[Stored data entries]
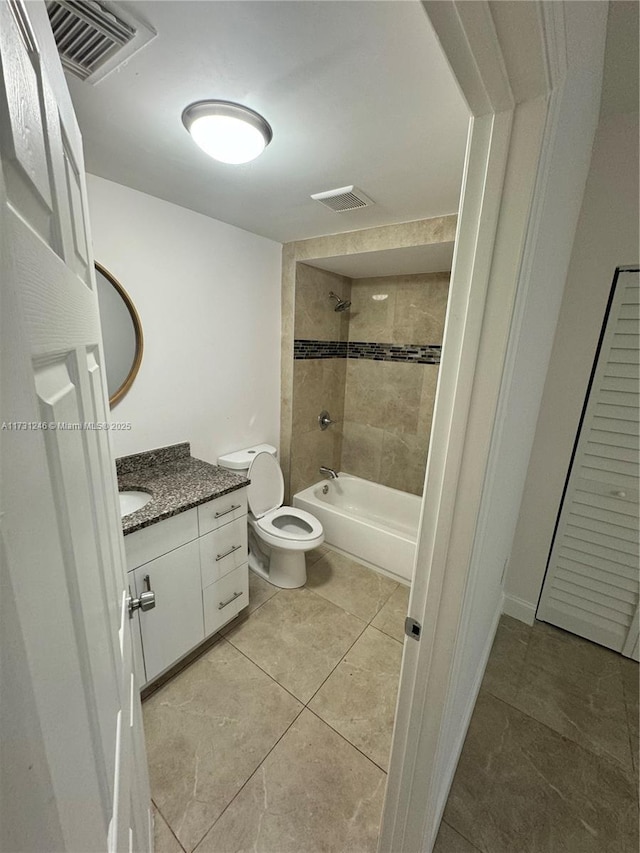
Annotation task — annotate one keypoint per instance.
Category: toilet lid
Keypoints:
(266, 489)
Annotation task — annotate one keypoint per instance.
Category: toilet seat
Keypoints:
(265, 492)
(307, 527)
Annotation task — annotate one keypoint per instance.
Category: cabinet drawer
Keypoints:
(219, 511)
(158, 539)
(225, 598)
(223, 550)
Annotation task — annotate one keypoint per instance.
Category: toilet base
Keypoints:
(284, 569)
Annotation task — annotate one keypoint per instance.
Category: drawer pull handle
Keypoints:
(229, 600)
(226, 553)
(227, 511)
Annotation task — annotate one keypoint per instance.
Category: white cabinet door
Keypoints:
(75, 777)
(591, 586)
(175, 625)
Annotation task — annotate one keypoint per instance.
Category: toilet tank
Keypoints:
(240, 460)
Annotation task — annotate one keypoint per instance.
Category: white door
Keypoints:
(591, 587)
(73, 765)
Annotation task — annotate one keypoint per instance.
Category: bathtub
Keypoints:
(373, 523)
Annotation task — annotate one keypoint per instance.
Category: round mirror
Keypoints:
(121, 334)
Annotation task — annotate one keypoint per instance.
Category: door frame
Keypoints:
(519, 67)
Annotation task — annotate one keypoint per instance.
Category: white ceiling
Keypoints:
(356, 93)
(433, 257)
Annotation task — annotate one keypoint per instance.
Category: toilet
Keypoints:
(279, 536)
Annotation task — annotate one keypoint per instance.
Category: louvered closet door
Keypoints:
(591, 586)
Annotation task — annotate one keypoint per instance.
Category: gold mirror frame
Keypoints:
(137, 328)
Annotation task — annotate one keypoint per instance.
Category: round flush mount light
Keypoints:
(228, 132)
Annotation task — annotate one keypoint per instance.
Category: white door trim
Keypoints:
(510, 61)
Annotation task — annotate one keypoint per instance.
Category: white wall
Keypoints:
(607, 236)
(208, 295)
(546, 260)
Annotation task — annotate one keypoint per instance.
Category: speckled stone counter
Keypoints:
(175, 479)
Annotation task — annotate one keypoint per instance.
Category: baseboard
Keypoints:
(454, 757)
(519, 608)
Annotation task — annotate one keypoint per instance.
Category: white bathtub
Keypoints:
(373, 523)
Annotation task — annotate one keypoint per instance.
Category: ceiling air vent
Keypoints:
(343, 199)
(92, 40)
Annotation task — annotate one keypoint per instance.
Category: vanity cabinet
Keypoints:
(175, 625)
(196, 563)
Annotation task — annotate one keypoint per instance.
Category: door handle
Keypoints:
(147, 600)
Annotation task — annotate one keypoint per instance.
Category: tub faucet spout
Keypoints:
(329, 472)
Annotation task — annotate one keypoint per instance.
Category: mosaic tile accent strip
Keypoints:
(415, 353)
(320, 349)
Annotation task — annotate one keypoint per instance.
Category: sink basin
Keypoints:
(133, 500)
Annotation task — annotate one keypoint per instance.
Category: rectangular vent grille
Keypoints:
(343, 199)
(86, 34)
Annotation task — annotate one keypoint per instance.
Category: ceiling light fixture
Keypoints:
(226, 131)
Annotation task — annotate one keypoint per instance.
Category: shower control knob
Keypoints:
(324, 419)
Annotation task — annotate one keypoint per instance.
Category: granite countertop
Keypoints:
(176, 480)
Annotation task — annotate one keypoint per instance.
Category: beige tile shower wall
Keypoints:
(389, 405)
(403, 309)
(315, 318)
(441, 229)
(318, 383)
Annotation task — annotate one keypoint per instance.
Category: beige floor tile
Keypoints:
(391, 618)
(630, 672)
(260, 591)
(298, 638)
(506, 661)
(575, 687)
(358, 699)
(522, 787)
(314, 555)
(350, 585)
(164, 841)
(450, 841)
(207, 730)
(313, 794)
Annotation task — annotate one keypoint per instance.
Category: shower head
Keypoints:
(341, 304)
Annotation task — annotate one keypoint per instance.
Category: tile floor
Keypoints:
(277, 738)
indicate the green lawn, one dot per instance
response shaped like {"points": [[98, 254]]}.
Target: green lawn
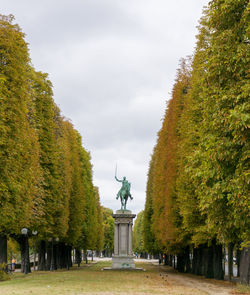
{"points": [[92, 280]]}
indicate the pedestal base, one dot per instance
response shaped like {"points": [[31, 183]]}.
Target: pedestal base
{"points": [[123, 262]]}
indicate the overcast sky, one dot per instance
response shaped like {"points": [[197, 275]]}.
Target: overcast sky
{"points": [[113, 65]]}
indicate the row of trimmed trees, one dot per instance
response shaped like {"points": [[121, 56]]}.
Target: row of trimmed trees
{"points": [[197, 191], [45, 174]]}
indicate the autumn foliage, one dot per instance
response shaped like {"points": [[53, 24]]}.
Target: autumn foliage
{"points": [[197, 193], [45, 173]]}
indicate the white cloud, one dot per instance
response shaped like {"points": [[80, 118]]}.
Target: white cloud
{"points": [[113, 65]]}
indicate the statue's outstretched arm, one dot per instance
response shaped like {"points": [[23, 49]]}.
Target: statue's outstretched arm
{"points": [[117, 179]]}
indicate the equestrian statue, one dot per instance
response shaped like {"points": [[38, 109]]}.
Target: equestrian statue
{"points": [[124, 192]]}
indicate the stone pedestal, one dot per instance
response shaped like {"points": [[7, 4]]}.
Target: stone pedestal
{"points": [[123, 255]]}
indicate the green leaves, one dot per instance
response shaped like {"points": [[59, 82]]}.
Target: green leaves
{"points": [[199, 173], [45, 173]]}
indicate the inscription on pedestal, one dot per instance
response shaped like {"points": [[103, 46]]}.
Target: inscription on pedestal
{"points": [[123, 257]]}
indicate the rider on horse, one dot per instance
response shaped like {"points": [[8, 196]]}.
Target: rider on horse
{"points": [[124, 192]]}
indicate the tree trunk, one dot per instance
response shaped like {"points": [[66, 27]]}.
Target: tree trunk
{"points": [[187, 260], [86, 256], [25, 257], [238, 253], [230, 260], [78, 257], [198, 261], [217, 261], [180, 262], [41, 255], [194, 261], [245, 266], [208, 262], [170, 260], [3, 249], [48, 260]]}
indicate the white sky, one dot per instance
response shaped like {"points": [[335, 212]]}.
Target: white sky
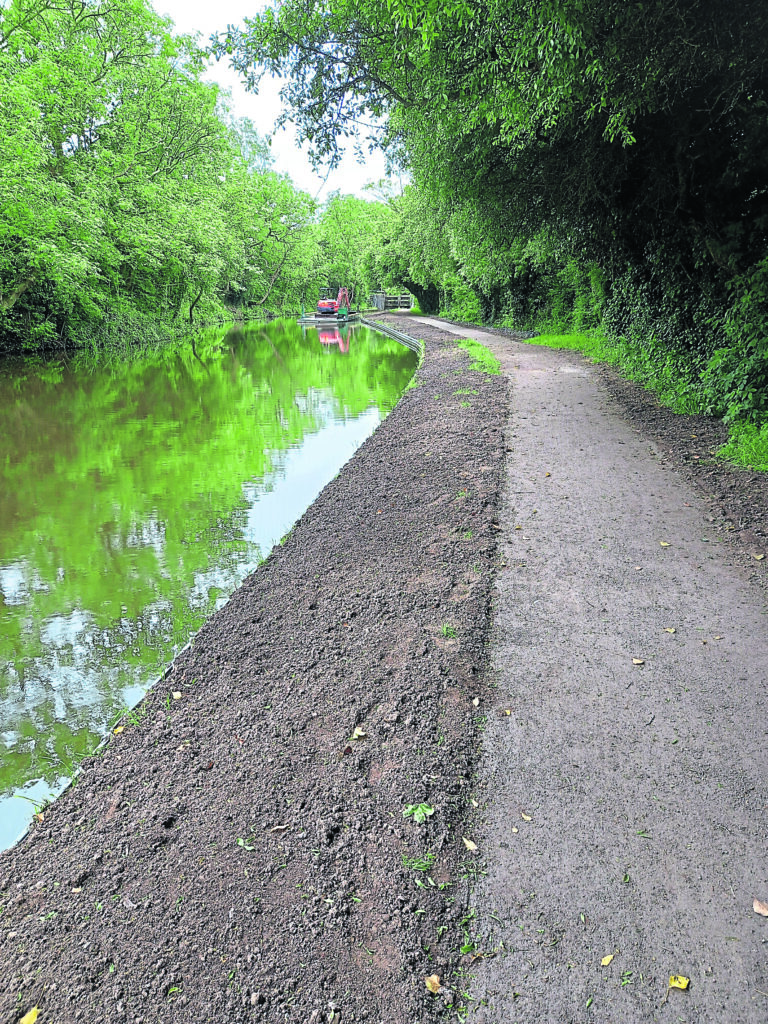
{"points": [[206, 17]]}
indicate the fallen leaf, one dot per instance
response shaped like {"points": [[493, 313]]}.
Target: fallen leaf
{"points": [[678, 981]]}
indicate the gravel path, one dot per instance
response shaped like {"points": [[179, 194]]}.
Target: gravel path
{"points": [[240, 853], [624, 781]]}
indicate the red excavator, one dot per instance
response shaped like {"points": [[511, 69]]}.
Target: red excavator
{"points": [[335, 307]]}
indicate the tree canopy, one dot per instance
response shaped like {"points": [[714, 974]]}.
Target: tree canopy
{"points": [[131, 201], [598, 161]]}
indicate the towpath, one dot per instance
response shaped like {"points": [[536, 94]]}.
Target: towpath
{"points": [[624, 779]]}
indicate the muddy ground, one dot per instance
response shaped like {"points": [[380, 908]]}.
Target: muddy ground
{"points": [[240, 851]]}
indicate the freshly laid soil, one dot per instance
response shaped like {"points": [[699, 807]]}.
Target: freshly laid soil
{"points": [[236, 853], [240, 852]]}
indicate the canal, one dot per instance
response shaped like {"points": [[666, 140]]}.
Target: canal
{"points": [[135, 496]]}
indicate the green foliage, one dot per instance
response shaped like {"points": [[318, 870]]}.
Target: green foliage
{"points": [[131, 202], [419, 812], [748, 445], [483, 360], [574, 163]]}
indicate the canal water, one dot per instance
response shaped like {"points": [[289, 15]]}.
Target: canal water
{"points": [[135, 496]]}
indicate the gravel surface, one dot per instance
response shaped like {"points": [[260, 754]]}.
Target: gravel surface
{"points": [[240, 853]]}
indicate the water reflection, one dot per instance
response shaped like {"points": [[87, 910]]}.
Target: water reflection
{"points": [[134, 498]]}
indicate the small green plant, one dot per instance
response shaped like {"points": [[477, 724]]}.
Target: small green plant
{"points": [[419, 812], [483, 359], [418, 863]]}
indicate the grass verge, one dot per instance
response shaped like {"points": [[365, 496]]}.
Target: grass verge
{"points": [[674, 382], [482, 359]]}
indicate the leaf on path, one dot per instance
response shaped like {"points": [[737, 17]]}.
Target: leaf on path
{"points": [[678, 981]]}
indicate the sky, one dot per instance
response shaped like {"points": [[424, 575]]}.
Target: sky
{"points": [[206, 17]]}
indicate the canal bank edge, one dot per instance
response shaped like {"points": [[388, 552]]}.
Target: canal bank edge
{"points": [[278, 832]]}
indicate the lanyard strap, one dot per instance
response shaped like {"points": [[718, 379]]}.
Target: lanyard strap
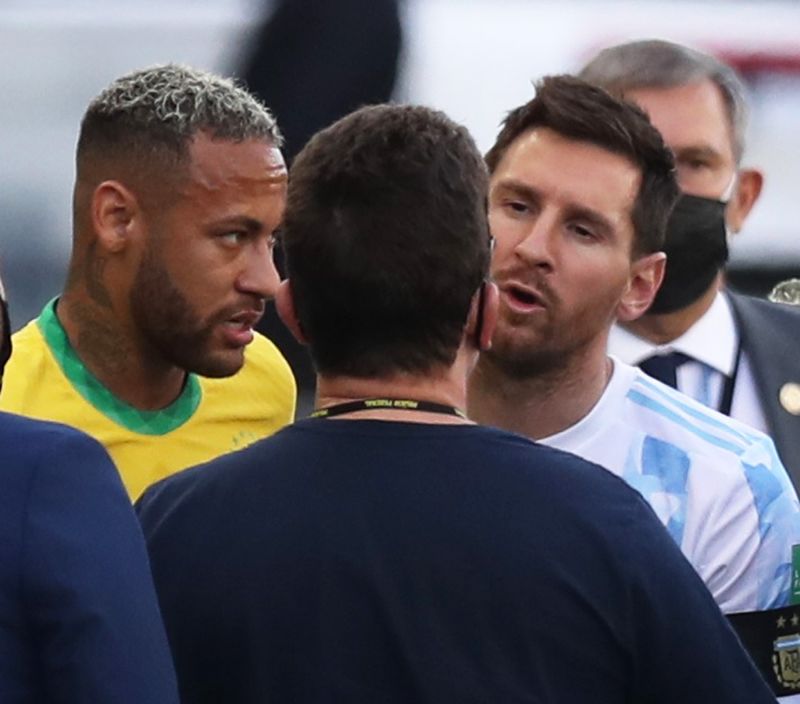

WORK TO COMPLETE
Copy whichever lines above contain the string "tile".

PROBLEM SOLUTION
Category: mosaic tile accent strip
Category: beige tile shower wall
Category: beige floor tile
Category: tile floor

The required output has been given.